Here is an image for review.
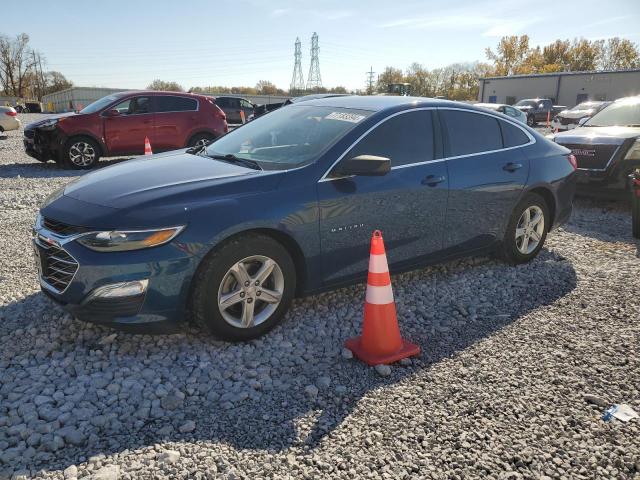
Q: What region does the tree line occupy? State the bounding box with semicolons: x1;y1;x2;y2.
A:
2;32;639;102
0;33;72;99
377;35;640;101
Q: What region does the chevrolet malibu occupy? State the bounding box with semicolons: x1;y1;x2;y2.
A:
33;96;576;340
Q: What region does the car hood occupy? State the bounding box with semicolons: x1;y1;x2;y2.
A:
515;105;532;111
553;126;640;146
26;112;77;129
62;150;272;210
558;110;593;120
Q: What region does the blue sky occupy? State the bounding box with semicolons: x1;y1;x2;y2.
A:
3;0;639;91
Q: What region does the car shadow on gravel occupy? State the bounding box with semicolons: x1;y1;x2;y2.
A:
0;157;133;179
0;249;577;474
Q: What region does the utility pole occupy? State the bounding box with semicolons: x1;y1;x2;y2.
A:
366;66;375;95
306;32;322;92
289;37;305;95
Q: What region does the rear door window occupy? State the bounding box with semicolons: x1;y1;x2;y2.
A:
156;96;197;112
500;120;530;148
441;110;503;156
346;110;435;167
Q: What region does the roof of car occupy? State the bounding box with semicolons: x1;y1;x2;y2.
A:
298;95;471;112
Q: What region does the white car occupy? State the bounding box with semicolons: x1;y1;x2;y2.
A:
475;103;527;124
0;106;21;133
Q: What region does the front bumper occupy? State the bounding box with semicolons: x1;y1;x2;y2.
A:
23;126;64;162
33;222;200;333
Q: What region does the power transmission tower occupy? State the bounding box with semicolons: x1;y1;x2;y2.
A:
366;66;375;95
289;37;305;95
306;32;322;92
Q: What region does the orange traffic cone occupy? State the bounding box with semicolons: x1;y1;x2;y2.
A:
144;136;153;155
240;110;246;124
345;230;420;365
546;110;551;128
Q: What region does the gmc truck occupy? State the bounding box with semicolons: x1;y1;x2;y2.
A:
514;98;567;127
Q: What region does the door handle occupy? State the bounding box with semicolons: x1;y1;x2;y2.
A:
422;175;446;186
503;162;523;172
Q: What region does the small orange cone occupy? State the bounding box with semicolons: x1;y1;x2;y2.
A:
546;110;551;128
144;136;153;155
345;230;420;365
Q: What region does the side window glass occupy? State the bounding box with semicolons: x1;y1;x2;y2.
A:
229;98;241;109
112;99;132;114
132;97;151;114
441;110;503;156
157;96;197;112
501;120;530;148
344;111;435;168
216;98;228;108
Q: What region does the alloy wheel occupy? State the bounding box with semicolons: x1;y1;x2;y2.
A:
69;142;96;167
194;138;210;149
217;255;284;329
515;206;545;255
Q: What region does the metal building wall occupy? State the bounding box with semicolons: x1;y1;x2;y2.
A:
42;87;129;113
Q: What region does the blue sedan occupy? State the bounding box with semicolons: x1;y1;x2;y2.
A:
34;96;576;340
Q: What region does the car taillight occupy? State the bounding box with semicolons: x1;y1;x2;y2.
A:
5;111;17;117
567;154;577;171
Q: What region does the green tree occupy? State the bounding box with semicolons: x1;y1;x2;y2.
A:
376;67;404;94
485;35;531;76
147;79;184;91
597;37;640;69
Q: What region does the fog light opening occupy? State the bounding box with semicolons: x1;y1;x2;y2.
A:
87;279;149;300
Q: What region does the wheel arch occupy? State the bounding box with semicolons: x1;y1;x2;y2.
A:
527;186;556;226
191;227;309;299
65;133;106;157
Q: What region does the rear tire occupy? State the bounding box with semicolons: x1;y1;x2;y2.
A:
63;136;101;169
187;133;215;149
190;234;296;341
501;192;550;264
632;192;640;239
527;115;536;127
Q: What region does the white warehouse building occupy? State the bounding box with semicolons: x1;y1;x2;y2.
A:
478;69;640;107
42;87;129;113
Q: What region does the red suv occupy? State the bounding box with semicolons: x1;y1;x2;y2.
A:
24;91;228;169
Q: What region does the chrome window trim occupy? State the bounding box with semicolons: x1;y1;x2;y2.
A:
318;106;536;182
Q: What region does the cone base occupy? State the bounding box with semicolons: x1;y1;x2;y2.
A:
345;336;420;366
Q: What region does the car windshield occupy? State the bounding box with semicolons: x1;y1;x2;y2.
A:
515;100;538;107
584;97;640;127
80;94;127;114
204;105;372;170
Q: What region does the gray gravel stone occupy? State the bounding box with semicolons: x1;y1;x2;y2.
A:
374;364;392;377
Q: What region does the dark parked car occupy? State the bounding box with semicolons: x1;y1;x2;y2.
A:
213;96;255;124
549;96;640;195
24;91;228;169
33;96;576;340
552;101;611;131
515;98;566;127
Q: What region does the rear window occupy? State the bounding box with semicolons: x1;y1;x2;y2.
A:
500;121;530;147
441;110;503;156
156;96;198;112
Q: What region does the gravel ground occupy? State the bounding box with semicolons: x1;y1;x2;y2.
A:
0;114;639;479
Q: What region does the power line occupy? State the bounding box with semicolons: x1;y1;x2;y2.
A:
306;32;322;92
290;37;305;95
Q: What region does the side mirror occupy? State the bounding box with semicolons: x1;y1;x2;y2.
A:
332;154;391;177
104;109;120;117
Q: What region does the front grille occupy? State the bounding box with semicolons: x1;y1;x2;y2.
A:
43;217;90;236
35;239;78;293
560;143;619;170
560;117;575;126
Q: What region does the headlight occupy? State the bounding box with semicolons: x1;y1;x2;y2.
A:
77;226;185;252
39;118;59;129
624;138;640;160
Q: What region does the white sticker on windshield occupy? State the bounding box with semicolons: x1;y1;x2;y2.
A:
325;112;366;123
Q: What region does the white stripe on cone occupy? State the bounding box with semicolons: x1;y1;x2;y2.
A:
365;284;394;305
368;253;389;273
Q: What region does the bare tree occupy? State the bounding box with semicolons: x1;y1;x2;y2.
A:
0;33;38;97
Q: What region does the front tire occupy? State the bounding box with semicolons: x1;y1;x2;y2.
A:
501;192;550;264
527;115;536;127
63;136;101;169
190;234;296;341
187;133;215;149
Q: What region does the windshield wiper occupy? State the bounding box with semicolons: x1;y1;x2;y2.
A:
207;153;262;170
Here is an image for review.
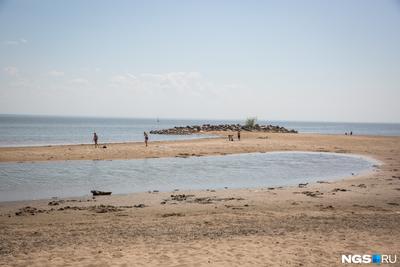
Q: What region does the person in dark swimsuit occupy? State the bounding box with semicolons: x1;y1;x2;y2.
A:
237;129;241;141
144;132;149;147
93;132;98;148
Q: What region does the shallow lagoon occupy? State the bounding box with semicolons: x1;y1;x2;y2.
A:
0;151;378;202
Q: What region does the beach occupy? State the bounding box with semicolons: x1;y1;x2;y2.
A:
2;0;399;265
0;132;399;266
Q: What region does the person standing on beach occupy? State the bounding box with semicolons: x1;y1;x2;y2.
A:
237;129;241;141
144;132;149;147
93;132;98;148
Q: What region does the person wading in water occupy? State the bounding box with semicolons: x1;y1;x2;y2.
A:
144;132;149;147
93;132;98;148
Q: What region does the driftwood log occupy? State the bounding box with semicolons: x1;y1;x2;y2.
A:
91;190;112;196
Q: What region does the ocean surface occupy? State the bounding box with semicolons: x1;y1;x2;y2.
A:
0;114;399;147
0;152;377;202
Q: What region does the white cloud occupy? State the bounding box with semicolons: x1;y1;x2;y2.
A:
70;78;89;85
102;71;250;119
109;71;217;96
3;66;19;76
3;38;28;46
0;70;249;120
48;70;65;77
3;40;19;45
110;74;135;84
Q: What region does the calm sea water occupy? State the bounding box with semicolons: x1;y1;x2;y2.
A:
0;152;377;202
0;114;399;147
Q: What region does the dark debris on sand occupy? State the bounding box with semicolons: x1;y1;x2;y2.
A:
13;203;146;216
15;207;46;216
161;194;245;205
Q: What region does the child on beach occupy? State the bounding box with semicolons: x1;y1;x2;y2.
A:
237;129;241;141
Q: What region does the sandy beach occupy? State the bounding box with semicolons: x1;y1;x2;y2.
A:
0;132;399;266
0;131;399;163
2;0;400;265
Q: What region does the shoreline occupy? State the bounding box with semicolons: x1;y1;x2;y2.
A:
0;169;374;211
0;132;398;163
2;132;399;150
0;133;220;150
1;132;399;266
0;134;219;148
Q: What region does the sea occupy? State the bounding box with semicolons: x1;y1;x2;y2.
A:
0;114;400;147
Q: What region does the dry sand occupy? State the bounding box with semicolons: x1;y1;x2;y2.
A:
0;132;399;266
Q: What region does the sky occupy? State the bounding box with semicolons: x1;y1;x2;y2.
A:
0;0;399;123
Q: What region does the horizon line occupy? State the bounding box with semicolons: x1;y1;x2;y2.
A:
0;113;399;125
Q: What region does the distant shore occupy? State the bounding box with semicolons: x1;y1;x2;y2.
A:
0;131;399;266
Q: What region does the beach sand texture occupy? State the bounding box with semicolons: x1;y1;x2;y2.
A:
0;132;399;266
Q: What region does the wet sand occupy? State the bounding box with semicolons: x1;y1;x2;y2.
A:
0;132;399;266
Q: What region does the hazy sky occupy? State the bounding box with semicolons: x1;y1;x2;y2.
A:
1;0;399;122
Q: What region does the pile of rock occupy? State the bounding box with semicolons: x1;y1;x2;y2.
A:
150;123;297;135
15;206;46;216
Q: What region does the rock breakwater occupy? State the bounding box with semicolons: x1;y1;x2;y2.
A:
150;124;297;135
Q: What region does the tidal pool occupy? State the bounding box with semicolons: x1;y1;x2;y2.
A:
0;151;378;202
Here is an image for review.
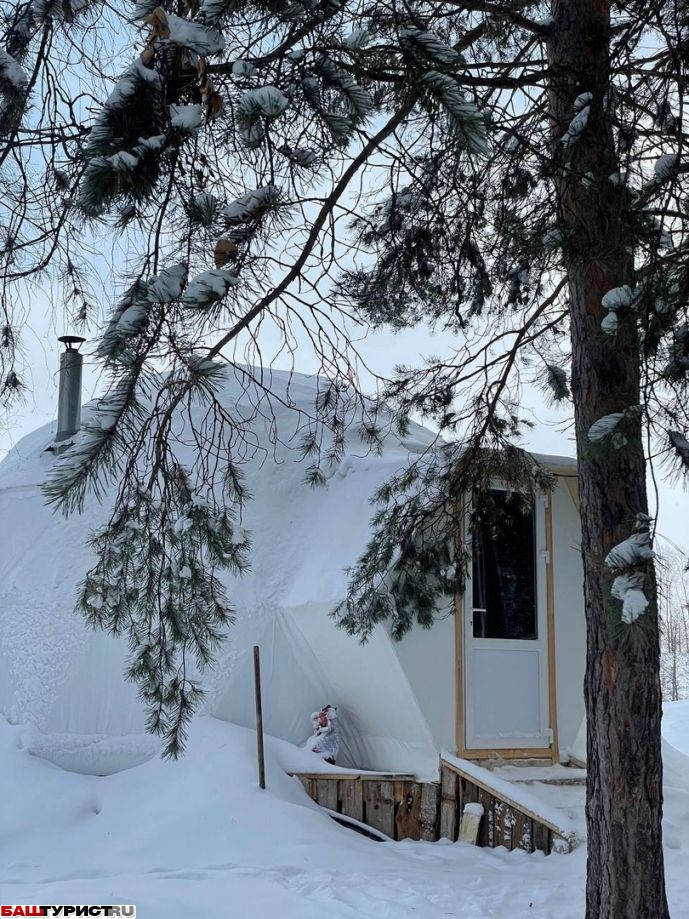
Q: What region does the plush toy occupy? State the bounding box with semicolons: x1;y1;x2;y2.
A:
308;704;340;765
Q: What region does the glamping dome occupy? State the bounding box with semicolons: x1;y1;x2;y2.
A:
0;366;447;775
0;364;586;776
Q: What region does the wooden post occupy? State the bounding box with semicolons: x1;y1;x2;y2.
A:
253;645;266;789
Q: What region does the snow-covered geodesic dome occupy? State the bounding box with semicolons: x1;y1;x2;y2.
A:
0;368;445;776
0;367;586;776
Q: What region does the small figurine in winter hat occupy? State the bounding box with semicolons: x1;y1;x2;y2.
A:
308;704;340;765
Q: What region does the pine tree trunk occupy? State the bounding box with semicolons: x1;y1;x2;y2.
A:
548;2;669;916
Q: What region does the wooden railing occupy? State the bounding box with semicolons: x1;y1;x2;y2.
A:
293;772;439;841
439;758;576;854
292;760;577;854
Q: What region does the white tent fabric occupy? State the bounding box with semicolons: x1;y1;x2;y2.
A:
0;370;441;776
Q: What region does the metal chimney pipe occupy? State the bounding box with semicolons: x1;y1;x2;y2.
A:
55;335;86;442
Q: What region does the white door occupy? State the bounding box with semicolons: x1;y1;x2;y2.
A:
463;491;551;752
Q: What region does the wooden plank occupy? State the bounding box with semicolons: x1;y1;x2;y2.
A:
454;506;466;757
458;749;554;761
363;780;396;838
461;776;478;807
492;799;505;848
511;809;531;852
316;778;339;811
359;774;415;781
544;497;560;762
521;816;535;853
340;779;363;823
533;821;551;855
495;798;512;849
253;646;266;790
299;776;315;799
478;787;492;847
288;772;414;781
419;782;440;841
395;782;422;841
495;802;516;850
439;767;458;841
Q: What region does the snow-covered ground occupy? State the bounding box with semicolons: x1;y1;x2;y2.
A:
663;699;689;757
3;706;689;918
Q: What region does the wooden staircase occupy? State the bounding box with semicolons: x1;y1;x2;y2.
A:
290;756;578;854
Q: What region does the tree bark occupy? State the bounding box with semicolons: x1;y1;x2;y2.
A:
548;2;669;916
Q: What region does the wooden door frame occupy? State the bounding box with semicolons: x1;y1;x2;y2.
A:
454;489;560;762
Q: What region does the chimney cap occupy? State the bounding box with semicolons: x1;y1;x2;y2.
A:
58;335;86;351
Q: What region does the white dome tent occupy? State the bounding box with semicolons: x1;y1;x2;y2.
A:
0;367;586;777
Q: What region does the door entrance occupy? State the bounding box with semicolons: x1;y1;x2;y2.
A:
462;489;551;753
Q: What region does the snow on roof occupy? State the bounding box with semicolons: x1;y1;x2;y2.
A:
0;366;576;607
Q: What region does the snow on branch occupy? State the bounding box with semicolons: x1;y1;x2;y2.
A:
0;48;27;90
97;265;187;360
77;57;170;216
560;94;591;148
316;57;373;120
169;103;204;133
146;263;188;302
421;71;488;155
232;60;257;78
201;0;241;26
147;8;226;56
605;528;655;569
611;572;648;624
399;27;460;65
654;154;679;184
116;301;150;337
587;406;640;448
17;0;96;25
600;284;634;335
238;86;288;119
279;144;319;167
0;46;29;131
88;60;162;155
605;514;655;624
573;91;592;110
43;373;142;514
588;412;625;442
602;285;633;311
221;186;281;225
182;268;239;308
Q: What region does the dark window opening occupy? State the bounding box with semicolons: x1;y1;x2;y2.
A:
471;490;537;640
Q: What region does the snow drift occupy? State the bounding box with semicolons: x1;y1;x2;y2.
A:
0;368;441;775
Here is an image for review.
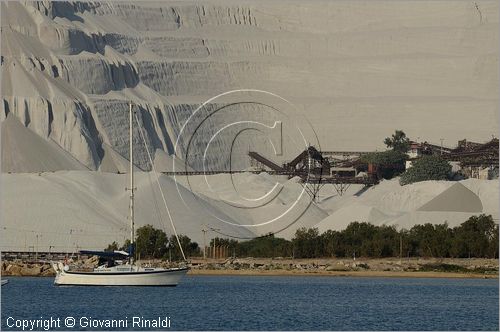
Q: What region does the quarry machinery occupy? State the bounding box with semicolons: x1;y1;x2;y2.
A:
247;146;378;200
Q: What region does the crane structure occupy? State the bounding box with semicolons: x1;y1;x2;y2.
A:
247;146;378;200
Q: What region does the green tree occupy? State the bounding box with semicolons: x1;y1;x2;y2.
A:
384;130;410;153
407;223;453;258
488;225;499;258
236;234;292;258
431;223;453;257
371;225;399;257
170;234;200;260
400;155;451;185
361;150;407;179
321;230;345;257
408;224;438;257
451;215;496;258
342;222;379;258
135;224;168;259
104;241;119;252
114;216;497;260
358;130;411;180
292;228;322;258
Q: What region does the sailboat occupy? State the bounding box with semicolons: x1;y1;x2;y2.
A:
52;102;189;286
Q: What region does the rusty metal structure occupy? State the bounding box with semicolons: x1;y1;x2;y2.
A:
444;138;499;166
247;146;378;200
407;138;498;164
409;138;499;178
162;147;378;200
161;138;497;201
443;138;499;179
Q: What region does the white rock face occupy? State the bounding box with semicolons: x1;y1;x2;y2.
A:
0;171;325;250
1;1;498;249
316;178;499;233
2;1;498;172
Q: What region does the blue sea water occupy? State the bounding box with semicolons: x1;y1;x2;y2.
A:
1;276;498;331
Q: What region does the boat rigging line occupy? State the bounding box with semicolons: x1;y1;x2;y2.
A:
132;103;187;262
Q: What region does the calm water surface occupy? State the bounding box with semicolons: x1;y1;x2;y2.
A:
1;276;498;330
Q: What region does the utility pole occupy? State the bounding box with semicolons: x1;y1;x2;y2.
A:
208;227;220;259
440;138;444;155
213;237;217;259
35;234;39;261
169;244;172;262
353;225;357;261
202;227;208;260
399;235;403;264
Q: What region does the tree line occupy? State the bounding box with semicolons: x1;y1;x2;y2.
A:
360;129;454;185
107;215;498;260
290;214;498;259
105;225;201;261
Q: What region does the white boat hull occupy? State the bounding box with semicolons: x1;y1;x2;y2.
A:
1;279;8;286
53;264;188;287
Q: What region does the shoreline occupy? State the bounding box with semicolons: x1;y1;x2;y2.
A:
188;269;497;279
3;257;498;279
2;270;496;279
186;257;498;279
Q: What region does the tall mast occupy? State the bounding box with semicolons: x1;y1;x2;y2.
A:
129;102;135;262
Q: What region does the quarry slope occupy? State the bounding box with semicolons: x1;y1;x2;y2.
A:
1;1;498;250
2;1;499;171
316;178;498;232
1;171;497;251
1;171;257;251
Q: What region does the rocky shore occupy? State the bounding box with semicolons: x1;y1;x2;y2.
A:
189;257;499;278
1;257;498;278
2;261;55;277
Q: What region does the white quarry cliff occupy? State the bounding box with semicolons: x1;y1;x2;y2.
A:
1;1;498;172
1;1;498;251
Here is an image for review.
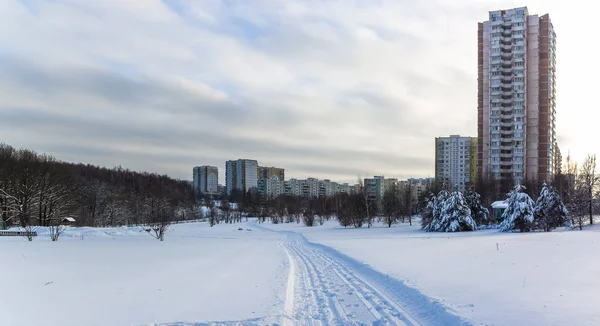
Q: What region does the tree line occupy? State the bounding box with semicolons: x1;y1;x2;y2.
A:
0;144;198;236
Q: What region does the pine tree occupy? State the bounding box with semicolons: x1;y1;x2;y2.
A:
420;194;435;229
464;187;490;226
500;185;535;232
424;190;448;231
425;190;476;232
534;183;568;232
437;191;476;232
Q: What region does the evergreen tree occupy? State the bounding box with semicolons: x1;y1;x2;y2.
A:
534;183;569;232
423;190;448;231
464;187;490;225
500;185;535;232
424;190;476;232
420;194;436;229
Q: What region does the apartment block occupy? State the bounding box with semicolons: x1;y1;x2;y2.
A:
258;176;283;199
478;7;557;183
364;176;384;208
435;135;478;192
225;159;259;194
257;166;285;181
192;166;219;196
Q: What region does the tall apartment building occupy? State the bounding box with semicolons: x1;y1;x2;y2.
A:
225;159;259;194
364;176;384;208
478;7;557;183
192;166;219;196
435;135;478;192
257;166;285;181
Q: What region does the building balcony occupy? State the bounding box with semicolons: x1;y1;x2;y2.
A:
500;145;513;150
500;153;513;159
500;37;512;44
500;121;513;127
500;53;512;60
500;130;513;135
500;44;512;50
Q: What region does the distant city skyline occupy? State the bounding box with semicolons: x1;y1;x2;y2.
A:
1;1;597;183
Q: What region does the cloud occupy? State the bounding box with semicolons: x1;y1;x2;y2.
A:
2;0;591;183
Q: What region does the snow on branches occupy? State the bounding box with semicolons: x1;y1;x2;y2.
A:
534;183;569;232
424;190;477;232
500;185;535;232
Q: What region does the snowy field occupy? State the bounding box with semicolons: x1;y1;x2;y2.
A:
265;220;600;326
2;219;600;325
0;222;289;326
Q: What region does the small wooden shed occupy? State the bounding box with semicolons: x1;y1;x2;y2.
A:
61;217;76;226
491;200;508;222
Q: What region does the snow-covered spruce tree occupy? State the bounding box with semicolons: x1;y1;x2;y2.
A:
420;194;436;229
434;191;476;232
423;190;448;231
534;183;569;232
464;188;490;226
500;185;535;232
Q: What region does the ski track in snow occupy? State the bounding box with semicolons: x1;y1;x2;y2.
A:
253;222;471;326
284;232;413;326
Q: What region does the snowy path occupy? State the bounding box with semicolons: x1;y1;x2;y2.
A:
252;222;471;326
283;232;419;325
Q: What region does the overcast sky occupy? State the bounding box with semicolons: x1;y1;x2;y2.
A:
0;0;597;183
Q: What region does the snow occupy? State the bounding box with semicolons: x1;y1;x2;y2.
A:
265;220;600;326
491;200;508;209
0;222;288;326
3;218;600;325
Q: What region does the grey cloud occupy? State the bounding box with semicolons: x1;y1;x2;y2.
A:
1;104;430;181
0;56;247;124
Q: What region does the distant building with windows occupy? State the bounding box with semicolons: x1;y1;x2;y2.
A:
192;166;219;196
257;166;285;181
364;176;385;209
435;135;478;192
226;159;258;194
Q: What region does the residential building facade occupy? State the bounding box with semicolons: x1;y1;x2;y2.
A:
364;176;384;209
435;135;478;192
478;7;557;183
192;166;219;196
258;176;283;198
225;159;259;194
257;166;285;181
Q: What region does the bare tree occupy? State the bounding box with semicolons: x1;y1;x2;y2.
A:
144;196;172;241
578;154;598;225
48;223;66;241
382;186;400;227
358;178;373;228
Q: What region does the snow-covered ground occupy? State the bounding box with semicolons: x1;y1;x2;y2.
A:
264;219;600;326
0;222;288;326
3;219;600;325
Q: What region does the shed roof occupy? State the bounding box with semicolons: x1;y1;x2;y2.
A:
62;217;76;222
491;200;508;209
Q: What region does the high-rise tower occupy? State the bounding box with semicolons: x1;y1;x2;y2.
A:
478;7;557;183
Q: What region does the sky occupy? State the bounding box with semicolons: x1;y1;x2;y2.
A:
0;0;598;183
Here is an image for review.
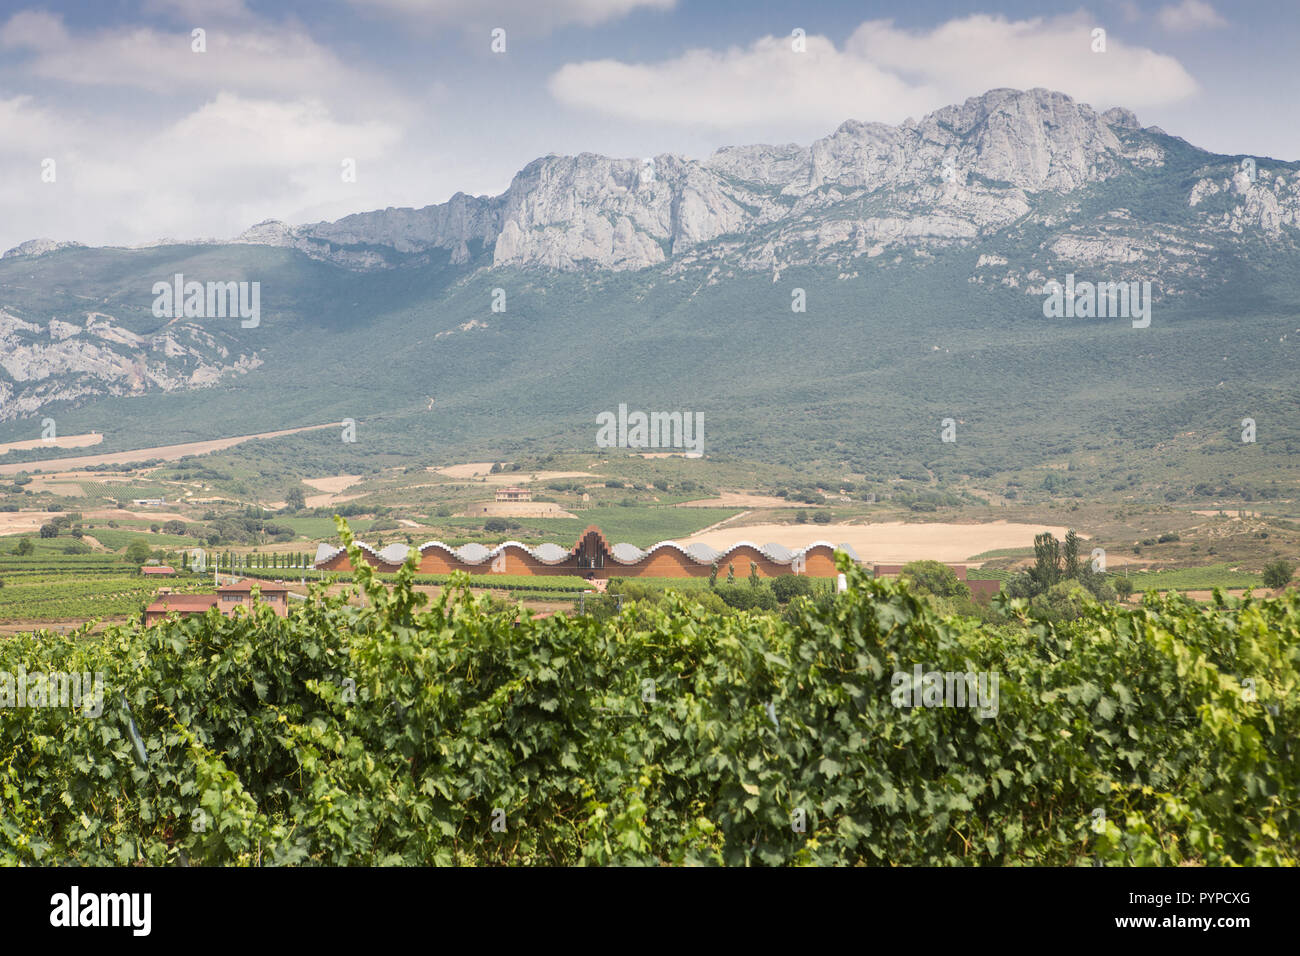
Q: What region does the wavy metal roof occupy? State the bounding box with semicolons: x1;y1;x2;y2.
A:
____________________
Show the lines of the material that contain the word "tower".

Q: What region does the power transmission tower occupy? State the bounding box with semicolons: x1;y1;x2;y2.
Q: What region does the high-rise tower occupy? State the bounding box with semicolons: x1;y1;x2;y2.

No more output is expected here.